Locate each line in the listing below that contains the string "object" with its capitalization matching exactly, and copy those lines.

DATA SECTION:
%%

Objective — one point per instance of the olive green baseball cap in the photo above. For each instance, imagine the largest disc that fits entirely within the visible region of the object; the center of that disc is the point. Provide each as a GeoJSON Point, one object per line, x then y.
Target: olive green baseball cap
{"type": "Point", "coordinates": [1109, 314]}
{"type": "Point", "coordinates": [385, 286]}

%%
%%

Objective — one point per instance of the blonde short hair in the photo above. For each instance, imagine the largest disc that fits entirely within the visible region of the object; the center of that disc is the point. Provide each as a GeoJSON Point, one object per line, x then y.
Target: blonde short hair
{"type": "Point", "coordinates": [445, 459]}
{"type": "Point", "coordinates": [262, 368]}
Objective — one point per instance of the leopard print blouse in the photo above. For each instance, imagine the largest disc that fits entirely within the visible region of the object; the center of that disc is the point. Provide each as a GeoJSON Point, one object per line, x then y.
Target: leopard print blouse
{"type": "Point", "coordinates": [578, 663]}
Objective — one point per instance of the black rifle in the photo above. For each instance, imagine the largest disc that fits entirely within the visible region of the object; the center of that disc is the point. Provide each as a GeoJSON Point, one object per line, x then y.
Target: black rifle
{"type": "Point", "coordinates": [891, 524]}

%%

IN RESPONSE:
Objective — one point per instance of the olive green baseball cap in the photo above. For each instance, imagine the largest disc that fits entirely within the visible region of the object; the center of that disc is the point. Provide each as a GeoJSON Point, one object per line, x then y.
Objective — one point per instance of the blonde short hair in the photo above. For each instance, imagine the largest disc that fits entirely within the visible region of the object; the center of that disc is the point. Provide each as a GeoJSON Point, one object per line, x then y.
Objective — one point per instance of the leopard print blouse in the photo above. For each instance, imagine the largest disc that fits entirely within the visible region of the object; the center of that disc is the point. Provide each as a GeoJSON Point, one object per line, x then y.
Objective — one point per instance of the black rifle in the photo above. For each instance, imagine the largest disc that fits entirely within the visible region of the object; the center of that disc is the point. Provide each as a GeoJSON Point, one object per line, x then y.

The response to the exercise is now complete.